- _Items from a dataset_
┄┄┄┄┄┄
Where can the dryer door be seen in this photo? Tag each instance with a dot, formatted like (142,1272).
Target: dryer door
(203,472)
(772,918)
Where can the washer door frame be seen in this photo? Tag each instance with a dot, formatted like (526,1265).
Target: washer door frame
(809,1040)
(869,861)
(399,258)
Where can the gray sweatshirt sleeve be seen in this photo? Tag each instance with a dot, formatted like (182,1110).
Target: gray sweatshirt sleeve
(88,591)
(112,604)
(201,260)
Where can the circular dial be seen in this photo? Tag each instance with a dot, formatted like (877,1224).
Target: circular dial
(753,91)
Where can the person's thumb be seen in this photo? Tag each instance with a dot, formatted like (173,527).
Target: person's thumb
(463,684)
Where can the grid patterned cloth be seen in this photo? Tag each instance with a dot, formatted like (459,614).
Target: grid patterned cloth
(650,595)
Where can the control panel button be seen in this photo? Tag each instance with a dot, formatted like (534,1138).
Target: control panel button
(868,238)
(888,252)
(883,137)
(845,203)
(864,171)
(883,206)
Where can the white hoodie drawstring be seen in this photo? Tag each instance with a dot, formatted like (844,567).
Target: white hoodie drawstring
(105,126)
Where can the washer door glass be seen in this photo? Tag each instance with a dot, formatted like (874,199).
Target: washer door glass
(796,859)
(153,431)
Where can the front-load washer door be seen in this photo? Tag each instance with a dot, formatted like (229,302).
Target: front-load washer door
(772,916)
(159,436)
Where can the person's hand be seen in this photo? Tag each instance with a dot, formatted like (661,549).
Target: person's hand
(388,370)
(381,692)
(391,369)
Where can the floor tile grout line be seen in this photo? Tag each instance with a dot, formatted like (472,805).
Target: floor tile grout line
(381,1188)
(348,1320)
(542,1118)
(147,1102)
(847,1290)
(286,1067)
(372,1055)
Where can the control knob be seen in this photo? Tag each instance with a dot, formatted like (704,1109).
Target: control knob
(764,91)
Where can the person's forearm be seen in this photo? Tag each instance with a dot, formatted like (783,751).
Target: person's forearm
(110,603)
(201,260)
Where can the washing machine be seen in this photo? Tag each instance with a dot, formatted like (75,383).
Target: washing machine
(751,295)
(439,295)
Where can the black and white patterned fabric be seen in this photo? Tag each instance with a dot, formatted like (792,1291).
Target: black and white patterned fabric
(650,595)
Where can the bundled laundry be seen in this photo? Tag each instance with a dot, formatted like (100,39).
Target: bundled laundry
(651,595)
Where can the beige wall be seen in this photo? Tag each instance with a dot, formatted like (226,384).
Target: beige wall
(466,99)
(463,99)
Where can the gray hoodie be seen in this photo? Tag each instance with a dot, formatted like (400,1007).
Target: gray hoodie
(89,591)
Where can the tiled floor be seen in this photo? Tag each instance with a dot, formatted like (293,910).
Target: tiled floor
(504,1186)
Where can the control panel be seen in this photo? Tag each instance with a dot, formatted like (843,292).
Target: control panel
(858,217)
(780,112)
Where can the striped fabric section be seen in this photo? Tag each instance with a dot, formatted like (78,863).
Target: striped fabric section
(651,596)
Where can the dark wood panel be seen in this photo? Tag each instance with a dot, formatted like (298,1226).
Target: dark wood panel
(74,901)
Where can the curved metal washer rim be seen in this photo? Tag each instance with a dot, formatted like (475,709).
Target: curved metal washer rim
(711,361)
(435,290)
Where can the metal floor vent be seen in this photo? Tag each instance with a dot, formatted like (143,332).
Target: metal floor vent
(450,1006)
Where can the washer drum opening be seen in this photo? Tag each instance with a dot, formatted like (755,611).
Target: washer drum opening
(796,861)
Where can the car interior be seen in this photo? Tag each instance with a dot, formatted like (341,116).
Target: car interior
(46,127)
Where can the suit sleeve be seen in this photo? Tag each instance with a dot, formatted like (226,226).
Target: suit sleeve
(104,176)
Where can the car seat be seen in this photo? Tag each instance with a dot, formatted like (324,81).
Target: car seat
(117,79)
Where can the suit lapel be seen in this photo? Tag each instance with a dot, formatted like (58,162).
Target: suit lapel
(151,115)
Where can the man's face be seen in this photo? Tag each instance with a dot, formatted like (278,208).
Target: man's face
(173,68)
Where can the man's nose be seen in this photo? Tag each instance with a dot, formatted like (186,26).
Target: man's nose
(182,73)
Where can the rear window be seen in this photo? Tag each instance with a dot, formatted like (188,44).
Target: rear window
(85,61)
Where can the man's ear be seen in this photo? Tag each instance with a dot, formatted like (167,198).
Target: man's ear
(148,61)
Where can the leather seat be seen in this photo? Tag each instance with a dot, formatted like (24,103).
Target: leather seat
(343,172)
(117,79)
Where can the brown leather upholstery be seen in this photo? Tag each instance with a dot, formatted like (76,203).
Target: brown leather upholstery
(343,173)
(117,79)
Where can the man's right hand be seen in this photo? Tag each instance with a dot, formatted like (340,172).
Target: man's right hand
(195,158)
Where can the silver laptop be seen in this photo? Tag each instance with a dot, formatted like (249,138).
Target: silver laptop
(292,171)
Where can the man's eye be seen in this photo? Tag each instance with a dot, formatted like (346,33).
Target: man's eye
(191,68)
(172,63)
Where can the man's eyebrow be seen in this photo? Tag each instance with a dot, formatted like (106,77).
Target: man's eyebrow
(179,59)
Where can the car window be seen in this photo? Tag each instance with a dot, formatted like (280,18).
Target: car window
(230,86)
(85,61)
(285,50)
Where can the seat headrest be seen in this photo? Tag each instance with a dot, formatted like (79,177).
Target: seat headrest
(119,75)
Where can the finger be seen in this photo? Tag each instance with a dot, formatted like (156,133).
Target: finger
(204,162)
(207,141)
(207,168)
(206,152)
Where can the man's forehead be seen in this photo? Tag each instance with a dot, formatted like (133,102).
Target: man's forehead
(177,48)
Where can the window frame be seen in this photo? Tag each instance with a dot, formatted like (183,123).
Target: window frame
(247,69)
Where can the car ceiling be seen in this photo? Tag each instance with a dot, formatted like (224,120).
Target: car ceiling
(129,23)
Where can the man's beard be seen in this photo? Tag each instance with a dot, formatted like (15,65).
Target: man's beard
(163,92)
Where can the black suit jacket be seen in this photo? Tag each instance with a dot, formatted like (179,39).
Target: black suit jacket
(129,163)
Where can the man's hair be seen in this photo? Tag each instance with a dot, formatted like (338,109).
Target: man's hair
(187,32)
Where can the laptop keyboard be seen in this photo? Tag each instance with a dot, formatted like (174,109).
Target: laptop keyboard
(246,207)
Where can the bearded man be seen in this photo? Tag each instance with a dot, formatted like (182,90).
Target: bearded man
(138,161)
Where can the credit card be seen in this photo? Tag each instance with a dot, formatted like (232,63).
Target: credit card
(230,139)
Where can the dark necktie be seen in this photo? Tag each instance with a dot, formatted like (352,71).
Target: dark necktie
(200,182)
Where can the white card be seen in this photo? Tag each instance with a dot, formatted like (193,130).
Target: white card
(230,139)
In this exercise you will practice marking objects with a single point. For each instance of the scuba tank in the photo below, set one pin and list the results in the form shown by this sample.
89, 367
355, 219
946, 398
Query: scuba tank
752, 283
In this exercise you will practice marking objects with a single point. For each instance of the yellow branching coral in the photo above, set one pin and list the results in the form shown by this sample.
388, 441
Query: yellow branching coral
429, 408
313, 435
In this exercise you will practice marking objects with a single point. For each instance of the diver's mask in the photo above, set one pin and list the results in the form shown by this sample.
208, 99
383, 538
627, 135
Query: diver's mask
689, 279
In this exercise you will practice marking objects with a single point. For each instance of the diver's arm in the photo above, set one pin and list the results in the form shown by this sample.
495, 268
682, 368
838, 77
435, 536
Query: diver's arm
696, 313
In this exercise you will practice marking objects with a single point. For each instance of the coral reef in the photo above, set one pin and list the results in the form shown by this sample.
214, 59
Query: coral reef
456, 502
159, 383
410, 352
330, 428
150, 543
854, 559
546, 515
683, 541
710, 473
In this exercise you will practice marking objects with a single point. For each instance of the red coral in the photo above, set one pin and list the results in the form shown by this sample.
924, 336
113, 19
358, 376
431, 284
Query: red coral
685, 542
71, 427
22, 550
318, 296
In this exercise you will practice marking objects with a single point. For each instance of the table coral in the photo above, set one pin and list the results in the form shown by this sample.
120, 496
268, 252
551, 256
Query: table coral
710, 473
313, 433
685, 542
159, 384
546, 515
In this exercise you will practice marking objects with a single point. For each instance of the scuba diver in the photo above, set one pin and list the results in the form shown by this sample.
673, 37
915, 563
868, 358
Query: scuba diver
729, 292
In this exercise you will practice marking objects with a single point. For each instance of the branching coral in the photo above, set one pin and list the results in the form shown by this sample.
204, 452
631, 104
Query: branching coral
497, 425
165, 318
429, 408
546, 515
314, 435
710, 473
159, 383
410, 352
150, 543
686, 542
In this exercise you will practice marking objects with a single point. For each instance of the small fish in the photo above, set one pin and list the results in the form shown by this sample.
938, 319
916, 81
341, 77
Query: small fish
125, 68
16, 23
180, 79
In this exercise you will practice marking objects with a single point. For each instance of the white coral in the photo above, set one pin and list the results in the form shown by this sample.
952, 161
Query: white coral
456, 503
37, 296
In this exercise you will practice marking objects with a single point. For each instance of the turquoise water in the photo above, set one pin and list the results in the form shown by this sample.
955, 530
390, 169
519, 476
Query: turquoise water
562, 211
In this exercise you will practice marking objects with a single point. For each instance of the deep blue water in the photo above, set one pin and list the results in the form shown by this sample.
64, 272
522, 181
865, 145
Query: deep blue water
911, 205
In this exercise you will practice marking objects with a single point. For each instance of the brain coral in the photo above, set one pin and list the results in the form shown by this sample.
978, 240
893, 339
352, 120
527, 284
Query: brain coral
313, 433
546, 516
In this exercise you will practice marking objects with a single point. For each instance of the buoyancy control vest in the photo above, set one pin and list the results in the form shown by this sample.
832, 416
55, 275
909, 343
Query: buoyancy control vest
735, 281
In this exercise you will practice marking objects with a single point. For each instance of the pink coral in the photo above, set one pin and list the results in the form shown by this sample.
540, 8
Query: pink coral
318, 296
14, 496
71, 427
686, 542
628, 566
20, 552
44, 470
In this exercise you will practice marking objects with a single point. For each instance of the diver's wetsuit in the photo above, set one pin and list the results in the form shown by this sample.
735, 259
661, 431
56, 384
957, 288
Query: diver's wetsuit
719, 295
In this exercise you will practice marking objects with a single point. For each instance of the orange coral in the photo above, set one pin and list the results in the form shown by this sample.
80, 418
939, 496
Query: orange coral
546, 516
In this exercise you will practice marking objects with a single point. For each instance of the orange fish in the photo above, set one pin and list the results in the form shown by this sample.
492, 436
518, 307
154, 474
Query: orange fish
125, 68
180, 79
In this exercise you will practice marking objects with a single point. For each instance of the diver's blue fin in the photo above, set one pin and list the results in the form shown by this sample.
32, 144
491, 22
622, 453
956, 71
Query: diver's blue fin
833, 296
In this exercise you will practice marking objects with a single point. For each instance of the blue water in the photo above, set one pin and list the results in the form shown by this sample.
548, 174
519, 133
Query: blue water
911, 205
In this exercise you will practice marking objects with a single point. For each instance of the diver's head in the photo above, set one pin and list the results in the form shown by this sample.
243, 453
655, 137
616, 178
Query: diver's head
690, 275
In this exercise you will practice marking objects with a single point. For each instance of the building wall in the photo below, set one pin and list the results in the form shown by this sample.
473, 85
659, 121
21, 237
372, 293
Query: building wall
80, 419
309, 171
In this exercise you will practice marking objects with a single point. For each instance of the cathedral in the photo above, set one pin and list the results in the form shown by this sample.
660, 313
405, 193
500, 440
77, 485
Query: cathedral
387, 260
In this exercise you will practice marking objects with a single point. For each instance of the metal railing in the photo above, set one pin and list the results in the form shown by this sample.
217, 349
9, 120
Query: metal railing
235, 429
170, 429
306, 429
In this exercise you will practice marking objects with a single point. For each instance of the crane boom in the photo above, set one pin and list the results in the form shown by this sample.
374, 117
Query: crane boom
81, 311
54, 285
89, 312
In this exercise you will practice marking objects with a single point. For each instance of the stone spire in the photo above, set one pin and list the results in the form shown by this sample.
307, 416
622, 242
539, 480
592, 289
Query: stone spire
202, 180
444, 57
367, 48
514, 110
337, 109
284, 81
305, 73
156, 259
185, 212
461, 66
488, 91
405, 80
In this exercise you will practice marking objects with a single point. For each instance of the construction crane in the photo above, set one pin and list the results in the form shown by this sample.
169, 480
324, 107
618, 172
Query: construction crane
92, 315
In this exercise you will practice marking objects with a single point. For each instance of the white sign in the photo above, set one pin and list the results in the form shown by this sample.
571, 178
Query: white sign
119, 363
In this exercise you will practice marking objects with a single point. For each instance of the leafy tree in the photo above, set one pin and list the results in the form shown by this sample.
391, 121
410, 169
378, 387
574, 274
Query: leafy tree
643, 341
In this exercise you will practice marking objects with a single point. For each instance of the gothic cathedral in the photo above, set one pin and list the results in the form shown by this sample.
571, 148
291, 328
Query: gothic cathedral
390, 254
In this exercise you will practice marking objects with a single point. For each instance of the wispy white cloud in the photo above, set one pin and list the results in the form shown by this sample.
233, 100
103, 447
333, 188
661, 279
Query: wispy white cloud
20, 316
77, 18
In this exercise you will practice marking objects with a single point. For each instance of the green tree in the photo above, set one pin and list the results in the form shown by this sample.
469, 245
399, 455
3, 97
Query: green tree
┄┄┄┄┄┄
Copy whichever lines above contain the string "below".

- _EXERCISE ANSWER_
In this exercise you will practice marking objects with a single point. For each instance of the scuba tank in the photo below, set one pin and list the results in the form shown by this sample.
In this exercise you will practice marking objects with a single point. For each instance of the building wall in the photo below, set one pin and list the results in the form shown by this sample.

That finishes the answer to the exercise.